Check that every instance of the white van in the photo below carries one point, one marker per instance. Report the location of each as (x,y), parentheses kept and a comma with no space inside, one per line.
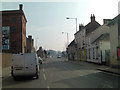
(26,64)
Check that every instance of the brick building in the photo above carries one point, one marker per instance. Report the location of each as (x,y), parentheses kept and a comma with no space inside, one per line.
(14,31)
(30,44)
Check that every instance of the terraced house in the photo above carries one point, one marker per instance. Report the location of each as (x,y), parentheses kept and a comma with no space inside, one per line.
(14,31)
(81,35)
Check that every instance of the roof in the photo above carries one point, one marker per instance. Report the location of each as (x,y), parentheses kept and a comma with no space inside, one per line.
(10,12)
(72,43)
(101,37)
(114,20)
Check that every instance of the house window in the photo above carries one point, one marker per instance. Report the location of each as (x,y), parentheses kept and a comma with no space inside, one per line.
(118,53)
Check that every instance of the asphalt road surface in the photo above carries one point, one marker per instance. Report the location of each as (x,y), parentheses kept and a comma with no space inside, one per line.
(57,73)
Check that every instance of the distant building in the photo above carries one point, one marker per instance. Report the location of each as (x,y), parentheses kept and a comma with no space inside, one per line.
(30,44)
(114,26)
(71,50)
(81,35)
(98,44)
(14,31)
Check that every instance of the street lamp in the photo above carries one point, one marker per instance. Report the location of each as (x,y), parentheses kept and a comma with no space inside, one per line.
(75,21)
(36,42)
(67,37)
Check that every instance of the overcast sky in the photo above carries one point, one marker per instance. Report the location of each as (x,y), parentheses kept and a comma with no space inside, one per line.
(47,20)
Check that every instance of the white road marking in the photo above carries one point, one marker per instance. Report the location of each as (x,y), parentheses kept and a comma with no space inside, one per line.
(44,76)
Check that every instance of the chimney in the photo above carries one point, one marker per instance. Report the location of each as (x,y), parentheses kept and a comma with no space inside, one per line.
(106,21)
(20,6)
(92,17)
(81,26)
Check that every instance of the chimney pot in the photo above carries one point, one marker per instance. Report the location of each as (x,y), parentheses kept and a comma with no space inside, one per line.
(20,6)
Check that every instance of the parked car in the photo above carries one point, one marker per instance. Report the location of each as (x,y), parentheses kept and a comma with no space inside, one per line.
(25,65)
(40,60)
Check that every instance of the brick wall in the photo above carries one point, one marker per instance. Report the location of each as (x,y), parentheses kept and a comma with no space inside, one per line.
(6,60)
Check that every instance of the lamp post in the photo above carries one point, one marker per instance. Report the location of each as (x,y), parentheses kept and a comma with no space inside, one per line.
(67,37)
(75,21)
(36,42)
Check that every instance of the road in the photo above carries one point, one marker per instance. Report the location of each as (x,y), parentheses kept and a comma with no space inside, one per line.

What is needed:
Starting at the line that contains "Check that every instance of the overcast", repeat each line exactly through the last one in the listing. Include both of those lines and nothing more.

Result of this task:
Check that every instance of the overcast sky in the photo above carries one point, one marker per instance. Report the location of each as (x,y), parentheses kept and a comma with no space inside, one per line.
(47,20)
Check that every instance of the white road marking in the photo above carries one point, one marker per instance. Report the location of each as (x,y), parentheses kept and a comma with no space inside, one per line.
(44,76)
Check that every instance of the chimney in the photo above carries one point, one marker per instance. Report the location of each as (x,y), parentheses kept and a comma with no space inside, one per line.
(106,21)
(20,6)
(92,17)
(81,26)
Check that every instance of the chimney pot in the photo above carries one point, one marker per instance. Report the location of each as (x,y), parentheses kept and a comma with no space inside, one per line.
(20,6)
Check that every instance of the parked car in the photo above carries one point, one marker per instance. Report the location of each as (x,y), parentheses kept and a comma with no space inside, one per line.
(25,65)
(40,60)
Check that every instance of the brick wall in the photo above carries one point, one marker per instance. Report the location of each as (x,y), parentheses kept and a comma with no space inside, one per line.
(6,60)
Check that every instance of the lamp post in the photo above carries one point, one marker per instance. Report the location of each as (x,y), parentheses kept and a comma with no space inside, one per line.
(67,37)
(75,21)
(36,42)
Check that every instance of the road in the photo above carries one point, one marker per instance. Report the location of each as (x,y), parentheses kept and a comma with no space inside, one per line.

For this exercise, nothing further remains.